(Extracted information Opens)

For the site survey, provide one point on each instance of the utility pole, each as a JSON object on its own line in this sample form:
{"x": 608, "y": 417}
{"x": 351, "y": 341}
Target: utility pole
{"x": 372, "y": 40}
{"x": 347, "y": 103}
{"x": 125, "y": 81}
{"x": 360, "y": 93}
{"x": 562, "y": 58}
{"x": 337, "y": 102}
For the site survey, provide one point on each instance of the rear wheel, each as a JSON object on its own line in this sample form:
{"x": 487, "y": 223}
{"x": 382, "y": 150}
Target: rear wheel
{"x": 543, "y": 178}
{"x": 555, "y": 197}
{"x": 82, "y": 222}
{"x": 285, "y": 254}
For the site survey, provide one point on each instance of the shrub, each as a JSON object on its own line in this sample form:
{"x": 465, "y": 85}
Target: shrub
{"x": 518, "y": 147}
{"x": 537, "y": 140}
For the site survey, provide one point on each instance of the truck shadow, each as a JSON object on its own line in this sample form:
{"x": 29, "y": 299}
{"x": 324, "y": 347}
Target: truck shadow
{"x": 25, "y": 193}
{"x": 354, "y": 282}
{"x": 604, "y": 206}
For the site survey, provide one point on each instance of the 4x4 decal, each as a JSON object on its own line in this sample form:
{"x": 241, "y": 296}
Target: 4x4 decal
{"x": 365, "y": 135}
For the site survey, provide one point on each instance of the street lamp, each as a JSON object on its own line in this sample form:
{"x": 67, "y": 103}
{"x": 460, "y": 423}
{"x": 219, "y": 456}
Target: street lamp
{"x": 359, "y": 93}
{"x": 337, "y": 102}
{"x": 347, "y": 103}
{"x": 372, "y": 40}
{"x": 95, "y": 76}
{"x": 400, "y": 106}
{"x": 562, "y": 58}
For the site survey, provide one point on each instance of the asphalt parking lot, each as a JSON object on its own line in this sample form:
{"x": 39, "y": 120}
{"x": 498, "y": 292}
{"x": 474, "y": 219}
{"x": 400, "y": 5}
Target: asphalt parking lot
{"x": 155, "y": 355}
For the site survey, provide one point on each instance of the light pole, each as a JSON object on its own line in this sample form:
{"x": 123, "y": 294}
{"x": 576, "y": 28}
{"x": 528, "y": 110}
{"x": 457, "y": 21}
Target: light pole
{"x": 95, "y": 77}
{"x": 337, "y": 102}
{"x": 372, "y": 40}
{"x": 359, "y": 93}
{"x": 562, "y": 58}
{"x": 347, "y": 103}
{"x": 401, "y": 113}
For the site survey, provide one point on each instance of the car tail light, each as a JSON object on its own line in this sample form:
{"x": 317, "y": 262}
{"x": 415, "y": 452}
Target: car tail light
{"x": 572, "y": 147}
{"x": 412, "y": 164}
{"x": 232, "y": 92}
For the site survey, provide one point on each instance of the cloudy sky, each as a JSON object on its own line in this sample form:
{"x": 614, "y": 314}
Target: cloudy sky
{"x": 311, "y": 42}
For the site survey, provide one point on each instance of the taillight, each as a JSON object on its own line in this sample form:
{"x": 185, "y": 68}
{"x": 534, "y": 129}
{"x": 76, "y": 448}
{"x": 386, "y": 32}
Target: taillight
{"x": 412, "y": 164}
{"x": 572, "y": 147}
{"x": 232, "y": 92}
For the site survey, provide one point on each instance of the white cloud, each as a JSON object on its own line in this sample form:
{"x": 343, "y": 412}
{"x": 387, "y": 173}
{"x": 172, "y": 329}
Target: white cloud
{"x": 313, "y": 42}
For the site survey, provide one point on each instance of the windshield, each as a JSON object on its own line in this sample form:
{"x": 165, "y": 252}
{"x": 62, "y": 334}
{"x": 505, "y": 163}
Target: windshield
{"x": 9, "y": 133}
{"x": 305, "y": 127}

(Extracted information Closes)

▶ **Task brief**
Copy out each line of the records character for character.

▶ **Written response**
For the site survey, provide one point on each instance of the utility pole, each as a JSON object on its own line in this sample form:
{"x": 608, "y": 417}
{"x": 351, "y": 341}
Target: utility pole
{"x": 372, "y": 40}
{"x": 347, "y": 103}
{"x": 125, "y": 81}
{"x": 360, "y": 93}
{"x": 562, "y": 58}
{"x": 337, "y": 102}
For the site survey, provide one point on each instance of the rear wheel, each as a JSON object on its own line in this sample form:
{"x": 487, "y": 223}
{"x": 382, "y": 150}
Target: rear wheel
{"x": 543, "y": 178}
{"x": 555, "y": 197}
{"x": 82, "y": 222}
{"x": 285, "y": 254}
For the site survey, provide one point on each instance of the shrub, each as a JSON object on its own line in this sample form:
{"x": 465, "y": 85}
Target: shrub
{"x": 518, "y": 147}
{"x": 537, "y": 140}
For the site survey, provide one point on each instance of the truck shadow, each as a JSON object on its own line in this sample form:
{"x": 29, "y": 299}
{"x": 324, "y": 347}
Target: truck shadow
{"x": 25, "y": 193}
{"x": 354, "y": 282}
{"x": 604, "y": 206}
For the site survey, provide one point on each instance of the 4x4 decal, each as a JSON object on its own line in this sample form:
{"x": 241, "y": 296}
Target: 4x4 decal
{"x": 365, "y": 135}
For the site survey, provide one point on each instance of the street lamp, each as a JSON object on its own line in this sample form:
{"x": 67, "y": 103}
{"x": 460, "y": 423}
{"x": 219, "y": 456}
Target: street lamp
{"x": 359, "y": 93}
{"x": 337, "y": 102}
{"x": 347, "y": 103}
{"x": 372, "y": 40}
{"x": 95, "y": 76}
{"x": 400, "y": 106}
{"x": 562, "y": 58}
For the site survey, provide one point on each instance of the asphalt parking lot, each as a JSON object on its own line in this sample form:
{"x": 39, "y": 120}
{"x": 498, "y": 292}
{"x": 474, "y": 219}
{"x": 400, "y": 5}
Target: asphalt parking lot
{"x": 155, "y": 355}
For the site survey, provide one point on each instance of the light pole, each as a JSON object on its own line in this sample form:
{"x": 123, "y": 294}
{"x": 576, "y": 28}
{"x": 528, "y": 110}
{"x": 457, "y": 21}
Target: light pole
{"x": 95, "y": 77}
{"x": 337, "y": 102}
{"x": 372, "y": 40}
{"x": 359, "y": 93}
{"x": 562, "y": 58}
{"x": 347, "y": 103}
{"x": 401, "y": 113}
For the site survey, provide one point on each instance of the car tail light, each as a JSON object on its own line in this sample form:
{"x": 317, "y": 262}
{"x": 415, "y": 452}
Target: car tail light
{"x": 572, "y": 147}
{"x": 412, "y": 164}
{"x": 232, "y": 92}
For the site survey, provide one point on each instance of the cloudy sky, each as a JSON object on its own line in this sample form:
{"x": 614, "y": 314}
Target: cloudy sky
{"x": 311, "y": 42}
For the site survey, provide one point on each instance of the taillight, each as a JSON object on its own line in this sample form:
{"x": 185, "y": 68}
{"x": 534, "y": 129}
{"x": 76, "y": 448}
{"x": 386, "y": 32}
Target: taillight
{"x": 412, "y": 164}
{"x": 572, "y": 147}
{"x": 232, "y": 92}
For the site survey, provide one point on each instance of the white cloud, each as a JSON object on its own line in this sample form:
{"x": 343, "y": 412}
{"x": 387, "y": 173}
{"x": 172, "y": 329}
Target: white cloud
{"x": 313, "y": 42}
For the site survey, provide one point on each instance of the windshield, each as a JSON object on its own line in this sample form:
{"x": 165, "y": 252}
{"x": 62, "y": 334}
{"x": 505, "y": 163}
Target: windshield
{"x": 9, "y": 133}
{"x": 305, "y": 127}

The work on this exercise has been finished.